§ **WHAT TO PRODUCE**: Produce an exact transcription of every entry.

(Data excerpts)
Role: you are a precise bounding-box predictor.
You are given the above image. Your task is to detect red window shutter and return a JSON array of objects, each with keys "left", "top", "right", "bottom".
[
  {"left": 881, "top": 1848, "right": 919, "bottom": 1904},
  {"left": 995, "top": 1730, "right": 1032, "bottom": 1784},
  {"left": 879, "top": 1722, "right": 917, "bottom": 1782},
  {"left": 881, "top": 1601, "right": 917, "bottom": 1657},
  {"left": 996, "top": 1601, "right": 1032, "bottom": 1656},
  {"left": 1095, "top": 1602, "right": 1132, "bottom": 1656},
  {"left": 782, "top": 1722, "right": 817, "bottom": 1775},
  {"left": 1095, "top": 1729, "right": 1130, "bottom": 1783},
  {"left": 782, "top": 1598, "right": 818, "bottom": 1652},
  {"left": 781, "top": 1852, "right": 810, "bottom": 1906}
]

§ **RESPONSE**:
Role: you are a precise bounding-box predictor.
You are given the above image. Your task is to detect red window shutter and return a JSON array of objects, each with keys "left", "top", "right", "bottom".
[
  {"left": 881, "top": 1848, "right": 919, "bottom": 1904},
  {"left": 995, "top": 1730, "right": 1032, "bottom": 1784},
  {"left": 879, "top": 1722, "right": 917, "bottom": 1782},
  {"left": 881, "top": 1601, "right": 917, "bottom": 1657},
  {"left": 996, "top": 1601, "right": 1032, "bottom": 1656},
  {"left": 1095, "top": 1602, "right": 1132, "bottom": 1656},
  {"left": 782, "top": 1722, "right": 817, "bottom": 1775},
  {"left": 1095, "top": 1729, "right": 1130, "bottom": 1783},
  {"left": 782, "top": 1598, "right": 818, "bottom": 1652},
  {"left": 781, "top": 1852, "right": 810, "bottom": 1906}
]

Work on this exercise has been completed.